ENUNCIADO ESCRITO 1
Resume en dos oraciones el texto sobre la teología natural.
ENUNCIADO ESCRITO 2
Prolonga el texto sobre la teología natural a partir de su última oración.

FRAGMENTO DEL TEXTO
Amigos del Museo del Prado
Prometeo encadenado Pedro Pablo Rubens y Frans Snyders, Philadelphia Museum of Art
De
civitate Dei, de San Agustín, en el Occidente
cristiano, aparece por primera vez la idea de la THEOLOGÍA NATURALIS, donde el arzobispo de Hipona, tras atacar la
fe en los dioses (cinco primeros libros), expone en el sexto la doctrina
cristiana del Dios único, pretendiendo demostrar su concordancia con las ideas
de la filosofía griega.
Verner Jaeger (1971),
en su Teología de los primeros filósofos
griegos, afirmará que la teología cristiana es una doctrina que confirma
las verdades del pensamiento precristiano y pone de manifiesto las relaciones
positivas entre la nueva religión y la Antigüedad pagana.

REGISTROS PROPORCIONADOS
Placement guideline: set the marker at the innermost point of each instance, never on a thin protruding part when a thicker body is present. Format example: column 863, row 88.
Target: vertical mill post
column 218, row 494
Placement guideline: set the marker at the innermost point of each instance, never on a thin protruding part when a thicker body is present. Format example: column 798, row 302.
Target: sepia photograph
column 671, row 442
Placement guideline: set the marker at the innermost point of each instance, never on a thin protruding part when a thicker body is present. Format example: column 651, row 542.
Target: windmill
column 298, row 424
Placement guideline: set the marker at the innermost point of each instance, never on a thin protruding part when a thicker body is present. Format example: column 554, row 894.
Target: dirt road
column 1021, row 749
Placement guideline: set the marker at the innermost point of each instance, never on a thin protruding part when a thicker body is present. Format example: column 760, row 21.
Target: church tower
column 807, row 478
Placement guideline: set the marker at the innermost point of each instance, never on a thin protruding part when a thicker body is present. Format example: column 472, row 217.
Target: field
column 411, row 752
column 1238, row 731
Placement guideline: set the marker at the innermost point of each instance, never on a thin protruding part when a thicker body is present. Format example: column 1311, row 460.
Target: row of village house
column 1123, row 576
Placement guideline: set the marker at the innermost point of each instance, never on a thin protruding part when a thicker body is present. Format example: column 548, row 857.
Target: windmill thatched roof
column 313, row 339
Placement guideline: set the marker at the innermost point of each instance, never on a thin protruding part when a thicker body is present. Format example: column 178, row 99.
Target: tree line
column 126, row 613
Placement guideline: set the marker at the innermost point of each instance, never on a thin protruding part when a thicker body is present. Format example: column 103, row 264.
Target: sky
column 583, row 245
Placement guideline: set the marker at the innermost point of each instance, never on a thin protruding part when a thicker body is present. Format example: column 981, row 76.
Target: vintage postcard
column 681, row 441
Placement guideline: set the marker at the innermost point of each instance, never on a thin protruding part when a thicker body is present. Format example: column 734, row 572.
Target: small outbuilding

RESULTADO 1
En De civitate Dei, San Agustín presenta por primera vez en el Occidente cristiano la idea de la theología naturalis: tras atacar en los cinco primeros libros la fe en los dioses, expone en el sexto la doctrina cristiana del Dios único y pretende demostrar su concordancia con las ideas de la filosofía griega. Verner Jaeger (1971), en su Teología de los primeros filósofos griegos, afirmará que la teología cristiana es una doctrina que confirma las verdades del pensamiento precristiano y pone de manifiesto las relaciones positivas entre la nueva religión y la Antigüedad pagana.

RESULTADO 2
Tal vez, y en su
desarrollo ya iremos viendo, uno de los objetivos esenciales, si no el
principal, de una posible investigación sería mostrar, en la medida de lo
posible, uno de los más evidentes empeños artísticos de la Humanidad: la
mitología arcaica y clásica griega en tres de sus derivas sustanciales: el
arte, la literatura y la filosofía, como fundamentos del pensamiento precristiano,
tan solo comparables a la religión
cristiana en teología, a la configuración de la Capilla Sixtina en pintura, a la aventura inenarrable del
descubrimiento de América por Cristóbal Colón en el arte de la navegación o, en
música, a la ópera épica El Anillo del
Nibelungo (El oro del Rhin, La
Valquiria, Sigfrido y El Ocaso de los Dioses), de R. Wagner, solo por poner
algunos ejemplos.
Sería Ludwing Feuerbach (1995), en La esencia del cristianismo, el que
persuade a Wagner de que no eran los dioses los que creaban los hombres sino
éstos a los dioses, afirmándoles o negándoles todas sus virtudes y defectos.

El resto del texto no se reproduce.